*** Records shown ***

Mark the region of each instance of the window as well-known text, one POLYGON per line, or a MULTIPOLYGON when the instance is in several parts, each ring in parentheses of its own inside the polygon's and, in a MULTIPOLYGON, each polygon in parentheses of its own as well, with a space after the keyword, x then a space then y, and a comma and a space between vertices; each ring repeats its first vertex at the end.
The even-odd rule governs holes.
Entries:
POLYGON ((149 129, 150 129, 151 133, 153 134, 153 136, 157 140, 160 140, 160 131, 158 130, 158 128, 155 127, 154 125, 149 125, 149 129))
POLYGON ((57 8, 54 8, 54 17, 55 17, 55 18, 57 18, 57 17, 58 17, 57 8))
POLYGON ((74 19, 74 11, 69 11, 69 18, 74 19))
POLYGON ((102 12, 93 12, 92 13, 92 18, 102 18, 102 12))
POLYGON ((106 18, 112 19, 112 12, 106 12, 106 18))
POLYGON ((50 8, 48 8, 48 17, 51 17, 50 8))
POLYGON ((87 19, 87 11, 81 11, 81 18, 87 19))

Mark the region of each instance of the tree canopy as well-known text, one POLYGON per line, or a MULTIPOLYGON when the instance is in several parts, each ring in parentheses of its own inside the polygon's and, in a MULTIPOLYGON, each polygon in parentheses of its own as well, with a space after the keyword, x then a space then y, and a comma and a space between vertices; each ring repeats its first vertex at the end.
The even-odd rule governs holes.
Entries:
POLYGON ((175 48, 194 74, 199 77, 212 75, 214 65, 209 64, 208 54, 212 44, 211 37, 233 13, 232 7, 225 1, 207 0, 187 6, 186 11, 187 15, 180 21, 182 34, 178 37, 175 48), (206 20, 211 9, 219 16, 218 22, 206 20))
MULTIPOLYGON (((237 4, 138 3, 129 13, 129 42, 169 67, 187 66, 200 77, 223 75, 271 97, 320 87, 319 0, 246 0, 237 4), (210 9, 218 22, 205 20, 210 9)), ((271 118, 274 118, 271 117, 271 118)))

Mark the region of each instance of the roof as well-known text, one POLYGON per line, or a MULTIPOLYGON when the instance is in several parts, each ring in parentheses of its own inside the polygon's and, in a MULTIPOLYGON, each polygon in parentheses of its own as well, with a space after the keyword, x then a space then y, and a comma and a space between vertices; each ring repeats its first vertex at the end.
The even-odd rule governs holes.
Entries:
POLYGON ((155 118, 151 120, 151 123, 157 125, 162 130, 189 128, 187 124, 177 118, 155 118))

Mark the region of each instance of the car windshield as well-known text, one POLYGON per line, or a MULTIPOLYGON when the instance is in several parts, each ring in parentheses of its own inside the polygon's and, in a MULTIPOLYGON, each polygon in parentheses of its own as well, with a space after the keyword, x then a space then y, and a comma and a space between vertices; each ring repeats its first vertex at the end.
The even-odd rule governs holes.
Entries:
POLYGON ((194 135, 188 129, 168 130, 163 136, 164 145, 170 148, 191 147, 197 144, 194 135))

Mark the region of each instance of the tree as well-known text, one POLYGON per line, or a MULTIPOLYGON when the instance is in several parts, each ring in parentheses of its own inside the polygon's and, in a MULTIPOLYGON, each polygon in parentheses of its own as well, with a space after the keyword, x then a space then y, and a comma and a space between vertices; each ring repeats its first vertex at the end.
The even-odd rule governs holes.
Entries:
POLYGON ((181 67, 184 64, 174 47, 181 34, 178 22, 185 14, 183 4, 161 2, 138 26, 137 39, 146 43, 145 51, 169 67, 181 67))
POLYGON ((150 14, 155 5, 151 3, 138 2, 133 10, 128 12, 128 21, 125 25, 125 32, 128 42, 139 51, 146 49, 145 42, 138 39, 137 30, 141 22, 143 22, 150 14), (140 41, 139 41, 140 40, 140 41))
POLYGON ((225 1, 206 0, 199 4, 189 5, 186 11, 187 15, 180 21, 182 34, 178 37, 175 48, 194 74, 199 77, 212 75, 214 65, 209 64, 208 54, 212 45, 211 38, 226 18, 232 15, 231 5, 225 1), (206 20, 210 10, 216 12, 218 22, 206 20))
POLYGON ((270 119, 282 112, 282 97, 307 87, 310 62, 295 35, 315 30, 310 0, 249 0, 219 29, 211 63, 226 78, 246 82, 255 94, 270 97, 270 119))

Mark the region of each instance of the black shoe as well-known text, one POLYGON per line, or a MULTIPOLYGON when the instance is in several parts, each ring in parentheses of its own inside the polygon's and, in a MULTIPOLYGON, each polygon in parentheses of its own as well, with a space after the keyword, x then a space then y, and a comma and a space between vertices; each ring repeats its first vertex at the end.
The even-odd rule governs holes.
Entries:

*** End of Records shown ***

With nothing left out, print the data above exactly.

# Task result
Mark the region of each instance of the window as well-known text, one POLYGON per line, or a MULTIPOLYGON when the instance is in several parts, each ring in parentheses of its own inside the polygon's and, in a MULTIPOLYGON, each polygon in parentheses of its own as well, with a space after the keyword, x then a space then y, and a comma and a space between vertices; each ring repeats its first vertex at the end.
The even-odd rule governs holes.
Entries:
POLYGON ((149 129, 150 129, 151 133, 153 134, 153 136, 157 140, 160 140, 160 131, 158 130, 158 128, 155 127, 154 125, 149 125, 149 129))
POLYGON ((57 8, 54 8, 54 17, 55 17, 55 18, 57 18, 57 17, 58 17, 57 8))
POLYGON ((74 19, 74 11, 69 11, 69 18, 74 19))
POLYGON ((102 12, 93 12, 92 13, 92 18, 102 18, 102 12))
POLYGON ((106 18, 112 19, 112 12, 106 12, 106 18))
POLYGON ((50 8, 48 8, 48 17, 51 17, 50 8))
POLYGON ((87 19, 87 11, 81 11, 81 18, 87 19))

Mark the region of each instance of the tree canopy as well-known text, one POLYGON per line, or a MULTIPOLYGON when the instance is in several parts, each ring in parentheses of its own inside the polygon's and, in a MULTIPOLYGON, each polygon in parentheses of its own as well, with a space after the keyword, x then a space then y, and a comma and a space between vertices; each ring repeats its first vertex at the end.
The even-odd rule governs holes.
Entries:
POLYGON ((175 48, 194 74, 199 77, 212 75, 214 65, 209 64, 208 54, 212 44, 211 37, 233 13, 232 7, 225 1, 207 0, 187 6, 186 11, 187 15, 180 21, 182 34, 178 37, 175 48), (206 20, 211 9, 219 16, 218 22, 206 20))
MULTIPOLYGON (((237 4, 138 3, 129 13, 129 42, 169 67, 187 66, 200 77, 223 75, 271 97, 320 87, 319 0, 246 0, 237 4), (210 9, 218 22, 205 20, 210 9)), ((271 118, 274 118, 271 117, 271 118)))

Mark the region of each instance of the roof as well-known text, one POLYGON per line, or a MULTIPOLYGON when the instance is in several parts, each ring in parentheses of its own inside the polygon's and, in a MULTIPOLYGON, each polygon in parentheses of its own as well, with a space after the keyword, x then a space then y, and a comma and a space between vertices; each ring repeats its first vertex at the end.
The even-odd rule governs holes.
Entries:
POLYGON ((155 118, 151 120, 151 123, 157 125, 162 130, 189 128, 187 124, 177 118, 155 118))

Mark the region of each instance of the car windshield as well-known text, one POLYGON per line, or a MULTIPOLYGON when the instance is in several parts, each ring in parentheses of its own inside the polygon's and, in a MULTIPOLYGON, each polygon in parentheses of its own as well, with a space after the keyword, x then a space then y, and a comma and a space between vertices; each ring repeats its first vertex at the end.
The even-odd rule governs holes.
Entries:
POLYGON ((194 135, 188 129, 168 130, 163 136, 164 145, 170 148, 191 147, 197 144, 194 135))

Mark the region of each instance of the tree as well-known text, one POLYGON per line, or a MULTIPOLYGON when the instance is in several parts, each ring in parentheses of its own inside the polygon's and, in a MULTIPOLYGON, each polygon in parentheses of its own as well, with a space after the keyword, x then a space then y, and a comma and a space between vertices; each ring repeats its first vertex at the end.
The even-odd rule governs holes.
Entries:
POLYGON ((181 67, 184 64, 174 47, 181 34, 178 22, 185 14, 183 4, 161 2, 138 26, 137 39, 146 43, 145 51, 169 67, 181 67))
POLYGON ((150 14, 155 5, 151 3, 138 2, 133 10, 128 12, 128 21, 125 25, 125 32, 128 42, 139 51, 146 49, 145 42, 138 39, 137 30, 141 22, 143 22, 150 14), (140 41, 139 41, 140 40, 140 41))
POLYGON ((225 1, 206 0, 199 4, 189 5, 186 11, 187 15, 180 21, 182 34, 178 37, 175 48, 194 74, 199 77, 212 75, 214 65, 209 64, 208 54, 212 45, 211 38, 226 18, 232 15, 231 5, 225 1), (206 20, 210 10, 216 12, 218 22, 206 20))
POLYGON ((270 119, 282 112, 282 97, 307 87, 310 62, 295 35, 315 30, 310 0, 249 0, 219 29, 211 63, 226 78, 246 82, 255 94, 270 97, 270 119))

Mark the region of each instance of the black shoe as well-known text, one POLYGON per line, or a MULTIPOLYGON when the instance is in several parts, each ring in parentheses of its own inside the polygon's and, in a MULTIPOLYGON, each polygon in parentheses of its own as well, with a space after the keyword, x then a space then y, and a comma and a space between vertices; each ring repeats its first vertex at the end.
The even-odd rule governs holes.
Entries:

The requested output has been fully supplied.